• **Required tasks**:
1/ Return the stretch of the Ōtaki candidate article from "Amanda Vickers worked" through "Zealand in 2003.", copied word for word.
2/ In the Ōtaki candidate article, what year did Amanda Vickers return to New Zealand?

Segment Start: Selected excerpt

Amanda Vickers from Kāpiti is the Social Credit Party deputy leader who is standing in the Ōtaki electorate.
Social Credit has selected a veterinarian as its general election candidate for the Ōtaki electorate.
Amanda Vickers worked extensively in the UK with the Department for Environment, Food and Rural Affairs, helping to eradicate swine fever and foot and mouth disease, before returning to New Zealand in 2003.
She has been an outspoken critic of the Trans Pacific Partnership and was involved with instigating a petition to the Governor General and with organising rallies in Wellington opposing it.
“That agreement will provide miniscule benefit to New Zealand in comparison to the negatives of allowing even more of our land and businesses to be sold to overseas buyers and gives us reduced ability to control our own destiny as a country”, says Amanda.
“Using the Reserve Bank to directly fund the government and reduce its debt would have provided an immediate and on-going benefit far in excess of what the TPPA is ever likely to, without the negatives that come with that agreement.”
She says that method of funding could also be used to build a new local hospital for the Kāpiti Coast to allow patients to be treated locally and for their whanau to provide them support without the long journey into central Wellington.
“That is something I’m committed to and will be pushing for if elected to parliament.
“No other candidate can credibly make that commitment, because none of them can identify a way to find the funds for it, and it is that reason it hasn’t already been built,” says Amanda.
“The massive debt the government has taken on in the past few weeks will be used as another excuse for it not to happen, but that need not be a barrier to a sensible funding arrangement to get it done.
“With the growth in population predicted for this area a new hospital is essential, as will be things like new primary schools, and that will also be in my sights.” she says.
Amanda is the party’s deputy leader. She lives in Waikanae with husband Alistair and their two teenage children.

Segment End: Selected excerpt
Segment Start: Given information

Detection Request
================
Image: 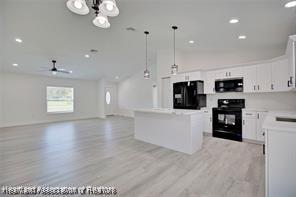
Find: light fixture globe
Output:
[67,0,89,15]
[285,1,296,8]
[93,13,110,28]
[171,64,178,75]
[99,0,119,17]
[144,69,150,79]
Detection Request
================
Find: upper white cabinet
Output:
[171,72,203,83]
[216,67,242,79]
[271,59,291,92]
[242,111,257,140]
[243,64,271,92]
[286,35,296,88]
[243,66,257,92]
[257,64,271,92]
[204,71,216,94]
[202,109,213,133]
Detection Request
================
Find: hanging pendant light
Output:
[93,11,110,28]
[171,26,178,75]
[67,0,89,15]
[144,31,150,79]
[99,0,119,17]
[67,0,119,28]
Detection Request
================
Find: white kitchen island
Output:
[135,109,203,154]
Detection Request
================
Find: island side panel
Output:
[135,111,192,154]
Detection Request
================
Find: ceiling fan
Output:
[41,60,72,75]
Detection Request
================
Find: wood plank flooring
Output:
[0,117,265,197]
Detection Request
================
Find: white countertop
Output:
[243,108,268,112]
[263,111,296,132]
[134,108,202,115]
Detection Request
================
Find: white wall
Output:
[207,92,296,111]
[96,79,106,118]
[118,71,154,117]
[0,73,100,126]
[0,73,3,127]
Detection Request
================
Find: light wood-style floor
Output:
[0,117,264,197]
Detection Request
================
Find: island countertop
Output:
[134,108,202,115]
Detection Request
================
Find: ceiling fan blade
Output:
[57,69,71,74]
[37,69,51,72]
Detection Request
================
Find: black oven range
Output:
[213,99,245,141]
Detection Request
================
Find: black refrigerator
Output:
[173,81,207,110]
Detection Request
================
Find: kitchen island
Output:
[135,109,203,154]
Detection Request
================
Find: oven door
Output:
[213,108,242,141]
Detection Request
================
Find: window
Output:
[46,86,74,113]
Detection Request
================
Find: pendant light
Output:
[100,0,119,17]
[93,11,110,28]
[144,31,150,79]
[67,0,119,28]
[67,0,89,15]
[171,26,178,75]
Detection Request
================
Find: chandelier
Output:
[67,0,119,28]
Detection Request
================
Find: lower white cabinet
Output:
[242,110,267,142]
[203,109,213,133]
[263,112,296,197]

Segment End: Given information

• **Problem solutions**:
1/
Amanda Vickers worked extensively in the UK with the Department for Environment, Food and Rural Affairs, helping to eradicate swine fever and foot and mouth disease, before returning to New Zealand in 2003.

2/ 2003